** Source data follows **
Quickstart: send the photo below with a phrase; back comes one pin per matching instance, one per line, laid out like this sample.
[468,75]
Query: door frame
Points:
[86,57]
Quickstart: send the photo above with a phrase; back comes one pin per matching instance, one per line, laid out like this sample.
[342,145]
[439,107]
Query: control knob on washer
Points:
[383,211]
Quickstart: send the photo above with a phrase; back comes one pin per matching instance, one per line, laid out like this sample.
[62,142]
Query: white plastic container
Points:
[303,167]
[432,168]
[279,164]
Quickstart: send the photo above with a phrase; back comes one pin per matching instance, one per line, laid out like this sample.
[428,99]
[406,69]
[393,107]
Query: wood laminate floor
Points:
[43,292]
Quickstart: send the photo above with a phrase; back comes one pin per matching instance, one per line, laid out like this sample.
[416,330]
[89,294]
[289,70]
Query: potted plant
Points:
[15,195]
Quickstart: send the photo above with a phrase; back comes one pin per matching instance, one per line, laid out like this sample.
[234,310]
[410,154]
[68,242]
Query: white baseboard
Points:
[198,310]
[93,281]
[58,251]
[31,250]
** End of Source data **
** Source data follows **
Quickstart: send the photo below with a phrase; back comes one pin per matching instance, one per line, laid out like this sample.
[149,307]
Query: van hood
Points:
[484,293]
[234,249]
** End of Source data **
■ **Problem description**:
Tally up the lines of the data above where the string "white" appears, and give only the count.

■ **Solution to this problem**:
2